[Tasks to carry out]
[1] In the planning appeal text, how did the Inspectorate decide the appeal should be handled?
[2] From the planning appeal text, output the passage starting at "10.Her conclusions on" and ending at "hedges and woodland.".
[3] Write the next part of the planning appeal text, picking up after its final sentence.

[Article]

* start *

Members, however, disagreed and planning permission was refused for the reason that:
"The proposed development would be detrimental to the appearance and character of the landscape and, as such, is contrary to development plan policies which seek to protect the landscape, including the World Heritage Site".
9.The third defendant appealed against that refusal and the appeal was dealt with by the planning inspectorate rather than the first defendant personally. Green CATS asked for the appeal to be dealt with at an inquiry, but the Inspectorate decided it should be dealt with by written representations. With hindsight that was unfortunate. The problems which have given rise to this challenge might have been spotted and dealt with if there had been an inquiry. Written representations were made in the appeal on behalf Green CATS, the second and third defendants. The Inspector made a site visit and, in her decision letter, identified two main issues:
"•The effect of the proposed development on the landscape character and visual appearance of the surrounding area; and
•Whether harm from the proposal, including any to the character and appearance to the area and any other harm, would be outweighed by the need for increased renewable energy generation" (paragraph 4).
10.Her conclusions on the first issue are as follows:
"20. The site is sufficiently distant from the AONBs and World Heritage Sites, that there will be no detrimental impact on these nationally and internationally important designated areas. The site would appear in some long distance views from east and west, but it would appear as a small feature and would not cause harm to the generally wide and panoramic outlook. The site is located within attractive pastoral countryside, but AGLV status should not in itself be a reason to withhold planning permission. Because of the character of the landscape, views of the site from closer public vantage points would often be interrupted by the rise and fall of the land and the presence of hedges and woodland.
21. Whilst the area of rural land east of Pensilva, including Charaton, Tremeer and Fillamore, would be most affected by the proposal, the impact on public views would again be intermittent. The turbine, by virtue of its scale and in the context of the surrounding rural area, would be detrimental to private views from a small number of residential gardens and properties. I conclude that the proposed development would have a detrimental impact on the landscape character and visual appearance of the area immediately west and north west of the site, though the extent and severity of the impact would be limited. The proposal would be consistent with the thrust of PPS7 and PPS22 and the emerging RSS, but would conflict with some saved policies of the local plan".

* end *

Location identification items:
* start *

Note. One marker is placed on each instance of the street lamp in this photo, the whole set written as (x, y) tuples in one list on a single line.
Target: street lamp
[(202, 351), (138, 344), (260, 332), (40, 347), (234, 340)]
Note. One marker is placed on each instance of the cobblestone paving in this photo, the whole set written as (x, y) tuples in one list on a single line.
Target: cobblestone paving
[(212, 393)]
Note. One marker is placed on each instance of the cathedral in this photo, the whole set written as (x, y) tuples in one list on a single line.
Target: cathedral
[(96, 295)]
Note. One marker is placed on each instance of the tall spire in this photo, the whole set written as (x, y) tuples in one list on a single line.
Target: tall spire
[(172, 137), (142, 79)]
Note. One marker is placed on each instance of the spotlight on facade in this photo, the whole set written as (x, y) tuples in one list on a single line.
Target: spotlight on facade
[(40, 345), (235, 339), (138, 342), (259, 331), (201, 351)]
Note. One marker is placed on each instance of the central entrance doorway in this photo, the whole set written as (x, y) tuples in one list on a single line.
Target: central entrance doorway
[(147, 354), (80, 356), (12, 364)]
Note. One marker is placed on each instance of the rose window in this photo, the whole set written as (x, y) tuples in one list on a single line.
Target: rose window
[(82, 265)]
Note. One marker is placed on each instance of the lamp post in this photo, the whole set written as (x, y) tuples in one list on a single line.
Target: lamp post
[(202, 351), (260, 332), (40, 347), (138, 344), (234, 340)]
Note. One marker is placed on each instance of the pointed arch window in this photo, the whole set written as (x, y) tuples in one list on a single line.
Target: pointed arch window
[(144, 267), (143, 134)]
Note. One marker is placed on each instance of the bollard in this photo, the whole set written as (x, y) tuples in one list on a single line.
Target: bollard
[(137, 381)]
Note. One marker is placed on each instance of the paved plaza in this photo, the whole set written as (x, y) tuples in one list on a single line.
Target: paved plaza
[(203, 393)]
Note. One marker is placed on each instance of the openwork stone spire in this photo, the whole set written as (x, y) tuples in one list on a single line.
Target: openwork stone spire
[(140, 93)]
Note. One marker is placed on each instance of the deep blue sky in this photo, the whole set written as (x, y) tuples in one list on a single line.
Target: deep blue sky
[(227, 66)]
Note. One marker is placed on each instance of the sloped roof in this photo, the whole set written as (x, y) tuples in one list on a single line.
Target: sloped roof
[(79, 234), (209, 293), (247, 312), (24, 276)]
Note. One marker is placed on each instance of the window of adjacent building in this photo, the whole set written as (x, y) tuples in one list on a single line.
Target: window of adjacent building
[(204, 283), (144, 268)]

* end *
* start *

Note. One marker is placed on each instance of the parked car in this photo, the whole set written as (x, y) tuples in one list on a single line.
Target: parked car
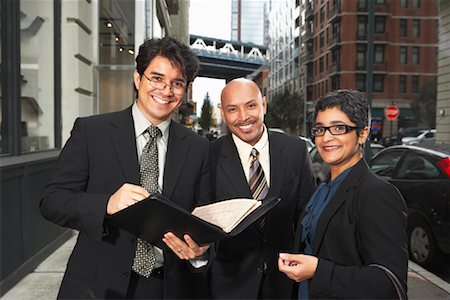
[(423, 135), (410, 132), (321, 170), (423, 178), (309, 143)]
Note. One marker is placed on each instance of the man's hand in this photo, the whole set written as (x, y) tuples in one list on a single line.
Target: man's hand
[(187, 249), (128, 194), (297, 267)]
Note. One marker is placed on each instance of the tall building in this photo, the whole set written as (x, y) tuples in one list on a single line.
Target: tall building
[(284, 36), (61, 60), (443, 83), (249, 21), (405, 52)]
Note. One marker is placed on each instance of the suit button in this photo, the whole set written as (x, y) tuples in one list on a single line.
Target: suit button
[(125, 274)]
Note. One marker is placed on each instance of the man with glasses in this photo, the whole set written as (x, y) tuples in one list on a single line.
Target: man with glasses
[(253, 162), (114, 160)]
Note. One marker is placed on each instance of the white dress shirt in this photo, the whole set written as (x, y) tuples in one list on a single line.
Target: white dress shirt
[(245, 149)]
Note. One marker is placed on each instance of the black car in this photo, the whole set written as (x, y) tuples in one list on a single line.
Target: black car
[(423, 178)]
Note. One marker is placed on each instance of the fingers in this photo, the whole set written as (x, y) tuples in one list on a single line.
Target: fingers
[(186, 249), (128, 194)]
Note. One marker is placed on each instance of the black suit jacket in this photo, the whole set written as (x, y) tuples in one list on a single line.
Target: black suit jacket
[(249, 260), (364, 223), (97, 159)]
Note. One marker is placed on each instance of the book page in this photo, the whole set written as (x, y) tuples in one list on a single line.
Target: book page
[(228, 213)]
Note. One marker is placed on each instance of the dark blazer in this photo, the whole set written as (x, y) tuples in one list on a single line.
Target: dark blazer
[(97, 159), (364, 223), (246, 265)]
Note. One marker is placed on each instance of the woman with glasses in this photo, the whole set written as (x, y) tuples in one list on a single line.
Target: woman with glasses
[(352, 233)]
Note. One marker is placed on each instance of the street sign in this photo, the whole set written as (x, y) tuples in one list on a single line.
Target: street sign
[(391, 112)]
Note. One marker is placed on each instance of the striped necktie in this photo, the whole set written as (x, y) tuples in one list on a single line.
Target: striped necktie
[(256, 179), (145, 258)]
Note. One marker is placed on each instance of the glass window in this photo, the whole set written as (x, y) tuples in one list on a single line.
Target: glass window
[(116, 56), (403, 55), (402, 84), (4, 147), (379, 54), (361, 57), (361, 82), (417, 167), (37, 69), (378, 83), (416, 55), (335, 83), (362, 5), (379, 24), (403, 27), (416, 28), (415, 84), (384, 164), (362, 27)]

* end *
* start *

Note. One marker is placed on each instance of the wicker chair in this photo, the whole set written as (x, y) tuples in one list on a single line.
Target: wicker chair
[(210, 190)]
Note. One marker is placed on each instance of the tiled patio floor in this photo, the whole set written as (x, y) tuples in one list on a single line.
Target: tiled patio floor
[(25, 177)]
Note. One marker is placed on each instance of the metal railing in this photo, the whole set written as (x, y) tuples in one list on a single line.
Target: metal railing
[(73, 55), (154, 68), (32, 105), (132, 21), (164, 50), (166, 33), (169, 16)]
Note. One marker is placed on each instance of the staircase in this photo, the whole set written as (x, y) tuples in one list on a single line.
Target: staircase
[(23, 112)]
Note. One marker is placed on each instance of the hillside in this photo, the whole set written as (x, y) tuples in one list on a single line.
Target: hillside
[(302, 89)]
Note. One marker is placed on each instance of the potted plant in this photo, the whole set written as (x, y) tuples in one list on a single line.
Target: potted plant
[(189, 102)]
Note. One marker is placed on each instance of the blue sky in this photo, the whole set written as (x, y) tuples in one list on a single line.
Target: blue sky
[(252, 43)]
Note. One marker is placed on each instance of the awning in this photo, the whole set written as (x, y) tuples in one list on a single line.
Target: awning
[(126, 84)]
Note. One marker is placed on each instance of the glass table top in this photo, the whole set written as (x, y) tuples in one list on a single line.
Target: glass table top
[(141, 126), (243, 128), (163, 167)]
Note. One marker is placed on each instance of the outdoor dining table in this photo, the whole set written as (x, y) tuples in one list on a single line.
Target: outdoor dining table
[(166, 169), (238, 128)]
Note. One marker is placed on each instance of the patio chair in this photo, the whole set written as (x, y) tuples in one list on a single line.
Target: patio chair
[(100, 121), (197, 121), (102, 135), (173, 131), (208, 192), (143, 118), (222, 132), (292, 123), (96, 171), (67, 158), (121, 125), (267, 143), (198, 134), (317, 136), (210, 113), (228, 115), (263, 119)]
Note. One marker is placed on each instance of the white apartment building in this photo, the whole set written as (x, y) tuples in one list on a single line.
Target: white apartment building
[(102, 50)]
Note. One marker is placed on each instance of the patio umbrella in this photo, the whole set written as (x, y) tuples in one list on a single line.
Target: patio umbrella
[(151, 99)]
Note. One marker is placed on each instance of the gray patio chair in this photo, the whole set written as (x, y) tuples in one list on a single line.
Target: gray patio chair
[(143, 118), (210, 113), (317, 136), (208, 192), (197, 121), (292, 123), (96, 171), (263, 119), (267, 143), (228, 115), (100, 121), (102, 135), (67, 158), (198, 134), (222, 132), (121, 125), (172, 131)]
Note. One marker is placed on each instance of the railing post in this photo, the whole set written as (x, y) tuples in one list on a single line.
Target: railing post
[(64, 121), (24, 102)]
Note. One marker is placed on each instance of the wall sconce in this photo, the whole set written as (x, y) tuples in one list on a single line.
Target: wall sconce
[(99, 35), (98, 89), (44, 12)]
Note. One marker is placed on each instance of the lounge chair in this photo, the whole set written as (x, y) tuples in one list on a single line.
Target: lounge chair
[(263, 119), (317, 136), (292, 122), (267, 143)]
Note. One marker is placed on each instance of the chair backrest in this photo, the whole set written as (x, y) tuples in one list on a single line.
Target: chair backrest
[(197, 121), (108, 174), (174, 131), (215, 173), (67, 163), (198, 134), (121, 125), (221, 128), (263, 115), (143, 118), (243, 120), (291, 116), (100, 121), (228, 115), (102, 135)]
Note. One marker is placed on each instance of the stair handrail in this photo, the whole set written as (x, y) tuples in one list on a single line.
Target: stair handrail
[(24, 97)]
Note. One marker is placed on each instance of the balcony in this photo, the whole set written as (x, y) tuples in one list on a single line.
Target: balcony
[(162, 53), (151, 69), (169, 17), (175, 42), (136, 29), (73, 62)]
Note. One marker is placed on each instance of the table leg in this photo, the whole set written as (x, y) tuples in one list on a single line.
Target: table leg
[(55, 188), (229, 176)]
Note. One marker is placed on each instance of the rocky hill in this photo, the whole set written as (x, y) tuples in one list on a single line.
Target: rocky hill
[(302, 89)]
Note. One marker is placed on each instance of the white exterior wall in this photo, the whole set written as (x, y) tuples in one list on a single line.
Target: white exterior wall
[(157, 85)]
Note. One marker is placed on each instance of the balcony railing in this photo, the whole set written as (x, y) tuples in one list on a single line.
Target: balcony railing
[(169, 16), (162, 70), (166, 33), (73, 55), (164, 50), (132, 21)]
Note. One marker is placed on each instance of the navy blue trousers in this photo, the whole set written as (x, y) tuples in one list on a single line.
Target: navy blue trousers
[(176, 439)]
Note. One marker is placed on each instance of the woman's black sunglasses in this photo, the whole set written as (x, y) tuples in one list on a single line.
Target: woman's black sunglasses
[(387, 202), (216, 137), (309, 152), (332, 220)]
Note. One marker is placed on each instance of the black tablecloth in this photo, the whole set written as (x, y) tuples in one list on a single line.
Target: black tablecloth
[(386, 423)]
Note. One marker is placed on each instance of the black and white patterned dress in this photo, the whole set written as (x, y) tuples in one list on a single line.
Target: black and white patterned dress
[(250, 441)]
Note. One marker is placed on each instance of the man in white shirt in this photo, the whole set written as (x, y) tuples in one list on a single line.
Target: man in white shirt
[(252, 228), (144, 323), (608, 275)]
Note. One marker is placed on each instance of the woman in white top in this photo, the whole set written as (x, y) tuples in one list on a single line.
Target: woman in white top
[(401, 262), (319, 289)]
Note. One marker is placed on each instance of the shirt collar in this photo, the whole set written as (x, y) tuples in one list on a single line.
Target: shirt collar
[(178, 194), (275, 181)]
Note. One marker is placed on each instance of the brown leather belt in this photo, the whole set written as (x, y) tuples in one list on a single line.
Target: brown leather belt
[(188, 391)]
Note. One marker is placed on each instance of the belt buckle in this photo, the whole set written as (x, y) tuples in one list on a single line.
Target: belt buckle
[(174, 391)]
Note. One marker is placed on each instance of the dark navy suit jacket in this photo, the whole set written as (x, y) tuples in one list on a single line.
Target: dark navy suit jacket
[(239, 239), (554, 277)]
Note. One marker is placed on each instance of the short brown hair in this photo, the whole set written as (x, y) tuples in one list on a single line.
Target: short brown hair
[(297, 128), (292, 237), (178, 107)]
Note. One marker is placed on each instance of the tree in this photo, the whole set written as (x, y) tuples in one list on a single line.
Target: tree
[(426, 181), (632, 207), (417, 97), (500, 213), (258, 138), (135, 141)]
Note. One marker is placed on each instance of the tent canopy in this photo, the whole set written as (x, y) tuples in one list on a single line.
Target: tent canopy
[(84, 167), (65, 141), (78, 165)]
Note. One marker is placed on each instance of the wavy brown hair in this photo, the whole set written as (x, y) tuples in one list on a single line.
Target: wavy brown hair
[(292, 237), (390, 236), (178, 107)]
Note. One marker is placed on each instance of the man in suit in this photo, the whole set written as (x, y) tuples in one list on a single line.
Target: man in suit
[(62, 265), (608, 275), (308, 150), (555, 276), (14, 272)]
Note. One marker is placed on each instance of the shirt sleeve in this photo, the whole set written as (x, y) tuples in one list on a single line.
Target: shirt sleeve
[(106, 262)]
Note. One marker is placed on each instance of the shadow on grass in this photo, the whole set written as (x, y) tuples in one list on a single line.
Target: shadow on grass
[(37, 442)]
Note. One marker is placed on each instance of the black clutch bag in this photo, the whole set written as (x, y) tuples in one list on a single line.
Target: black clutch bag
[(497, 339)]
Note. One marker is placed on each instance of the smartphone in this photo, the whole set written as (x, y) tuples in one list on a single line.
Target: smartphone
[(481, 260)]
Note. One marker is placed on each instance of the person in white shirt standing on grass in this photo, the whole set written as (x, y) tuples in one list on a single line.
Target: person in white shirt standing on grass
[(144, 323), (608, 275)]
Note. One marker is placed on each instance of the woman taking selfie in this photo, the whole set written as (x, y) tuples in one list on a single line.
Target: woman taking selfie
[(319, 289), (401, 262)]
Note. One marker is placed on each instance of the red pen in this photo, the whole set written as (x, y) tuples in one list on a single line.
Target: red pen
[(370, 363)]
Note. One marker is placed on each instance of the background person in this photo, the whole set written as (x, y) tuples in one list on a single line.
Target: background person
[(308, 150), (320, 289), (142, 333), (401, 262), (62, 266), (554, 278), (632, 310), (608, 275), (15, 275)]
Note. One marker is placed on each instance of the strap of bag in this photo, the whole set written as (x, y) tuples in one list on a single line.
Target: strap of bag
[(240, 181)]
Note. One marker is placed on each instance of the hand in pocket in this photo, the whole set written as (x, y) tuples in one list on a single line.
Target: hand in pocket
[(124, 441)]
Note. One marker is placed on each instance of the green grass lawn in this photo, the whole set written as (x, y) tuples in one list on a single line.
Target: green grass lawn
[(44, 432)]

* end *

[Outputs]
[1] By written representations.

[2]
10.Her conclusions on the first issue are as follows:
"20. The site is sufficiently distant from the AONBs and World Heritage Sites, that there will be no detrimental impact on these nationally and internationally important designated areas. The site would appear in some long distance views from east and west, but it would appear as a small feature and would not cause harm to the generally wide and panoramic outlook. The site is located within attractive pastoral countryside, but AGLV status should not in itself be a reason to withhold planning permission. Because of the character of the landscape, views of the site from closer public vantage points would often be interrupted by the rise and fall of the land and the presence of hedges and woodland.

[3]
11.In paragraphs 22 to 25, the Inspector considered other possible harm and concluded that any impact by virtue of noise or shadow flicker, ecological impact and impact on television reception could be addressed through suitable planning conditions. In the light of her conclusions on harm, the Inspector said:
"26. The UK response to issues of climate change means that increasing amounts of electricity have to be supplied over time from renewable sources. A target of 20% for the UK has been set for 2020, and this target is likely to be raised. I am advised that the Cornwall structure plan target of 93 mw of installed capacity by 2010 is unlikely to be met. The capacity of the current proposal is 1.3 mw and it is estimated that it could meet the energy needs of 550 households, based on local average annual consumption levels. Whilst Green CATS for the local community questions of the benefits of the scheme in terms of meeting demand for energy and reducing CO2 emissions, PPS22 paragraph 18 and the local policy is supportive of both small scale renewable energy projects and wind turbines in general. The drive for changes to increase energy efficiency and reduce usage wherever possible should not count against the need for an increased supply in energy from renewable sources. I consider that the contribution which this proposal would make to the greater use of renewable energy and to meeting county and national targets, is a significant factor in its favour.
27. Set against this is the adverse impact which the proposal would have on visual amenity, particularly on the fairly localised area immediately west and north west of the appeal site. It seems to me that the major impact would be on private views from Fillamore and some other properties. I have had regard to paragraph 40 of PPS1 which confirms that the planning system operates in the public interest. In this case, I consider that, although there would be some harm to private amenity through loss of views towards open countryside, this is outweighed by the generally low level of harm in terms of landscape character and visual intrusion, and to public interest. I am satisfied that other harm, such as raised noise levels, would either be minor or could be mitigated adequately through suitable planning conditions.
28. This leads me to conclude that the total harm from the proposal, including that to the character and appearance of the area, is not of great magnitude and would be outweighed by the contribution to the increased generation of renewable energy. I have therefore decided to grant planning permission".
The Inspector went on to discuss conditions and a planning obligation in paragraphs 29 and 30. She granted planning permission subject to 22 conditions set out in a schedule.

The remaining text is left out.